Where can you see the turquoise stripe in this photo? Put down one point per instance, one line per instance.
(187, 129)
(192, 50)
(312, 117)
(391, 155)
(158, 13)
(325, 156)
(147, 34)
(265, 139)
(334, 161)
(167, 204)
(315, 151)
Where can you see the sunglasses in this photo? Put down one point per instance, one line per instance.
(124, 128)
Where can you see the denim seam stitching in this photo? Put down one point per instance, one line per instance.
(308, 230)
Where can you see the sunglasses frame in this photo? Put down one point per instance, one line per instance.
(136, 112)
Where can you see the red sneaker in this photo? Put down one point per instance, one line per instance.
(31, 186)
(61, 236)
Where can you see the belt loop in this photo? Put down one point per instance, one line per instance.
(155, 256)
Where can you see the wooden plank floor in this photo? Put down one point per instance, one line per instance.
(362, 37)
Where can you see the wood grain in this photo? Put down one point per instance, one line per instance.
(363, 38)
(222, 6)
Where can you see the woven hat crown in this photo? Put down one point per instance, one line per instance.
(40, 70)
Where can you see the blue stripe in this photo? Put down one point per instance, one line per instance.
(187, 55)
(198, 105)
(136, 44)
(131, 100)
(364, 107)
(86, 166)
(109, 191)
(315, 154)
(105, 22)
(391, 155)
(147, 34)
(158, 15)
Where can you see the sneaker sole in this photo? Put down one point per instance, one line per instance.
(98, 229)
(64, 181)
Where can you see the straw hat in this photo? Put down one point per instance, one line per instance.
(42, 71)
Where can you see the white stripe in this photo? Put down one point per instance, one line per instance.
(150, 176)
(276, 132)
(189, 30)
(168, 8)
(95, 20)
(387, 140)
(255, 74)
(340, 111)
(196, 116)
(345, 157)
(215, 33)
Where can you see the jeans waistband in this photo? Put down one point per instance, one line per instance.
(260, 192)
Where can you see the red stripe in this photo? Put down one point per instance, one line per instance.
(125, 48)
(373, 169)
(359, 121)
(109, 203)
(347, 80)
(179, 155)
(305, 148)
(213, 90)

WRITTEN PROBLEM - Write the listing out again, exactly as it reads.

EXPECTED ANSWER -
Where can you see the turquoise stripe in this photo? Put down one point per instance, one line per instance.
(187, 129)
(192, 50)
(312, 117)
(391, 155)
(158, 13)
(325, 156)
(147, 34)
(265, 139)
(334, 161)
(167, 204)
(315, 151)
Where can you see the sunglasses in this photo? Put down one point per instance, one line per instance.
(124, 128)
Where can you see the denim seam stitching in this photo? Put down one point per instance, one line per instance.
(308, 230)
Where can you see the sunglasses frame in this photo? Put down one point per instance, one line per instance.
(136, 112)
Where can you see the red sneaker in this photo? Put down one point per instance, one line per instance.
(31, 186)
(61, 236)
Where can you see the belt loop in this photo? Put down one point per instance, one line per instance.
(155, 256)
Where can you see the wooden plank floor in this photo? Put down one point per instance, one line per instance.
(362, 37)
Where can you see the wood grain in this photo? Put down one point per instance, one line per instance.
(363, 38)
(222, 6)
Where can you see the woven hat crown in this photo? Put down one point per instance, one line per instance.
(40, 70)
Where can you see the blue stripe in this photo? Put down one point per instance, one line per instance.
(187, 55)
(198, 105)
(136, 44)
(131, 100)
(364, 107)
(86, 166)
(109, 191)
(315, 154)
(105, 22)
(391, 155)
(147, 34)
(158, 15)
Where can you see the sneaker sole in this photo? Put down one point per instance, one line per instance.
(98, 229)
(64, 181)
Where can you see the straw hat in this photo? Put down one point per instance, one line per instance.
(42, 71)
Where can you see the white stripe in this photo? Put down one point per instance, one line per instance.
(150, 176)
(276, 132)
(189, 30)
(168, 8)
(95, 20)
(387, 140)
(255, 74)
(340, 111)
(196, 116)
(345, 157)
(215, 33)
Where can you see the jeans waistband in this photo? Put down one point per instance, one line per instance.
(260, 192)
Where can you see the red stripe in this photo? Put down one point per instance, one line per instance.
(125, 48)
(373, 169)
(359, 121)
(109, 203)
(347, 80)
(179, 155)
(305, 148)
(213, 90)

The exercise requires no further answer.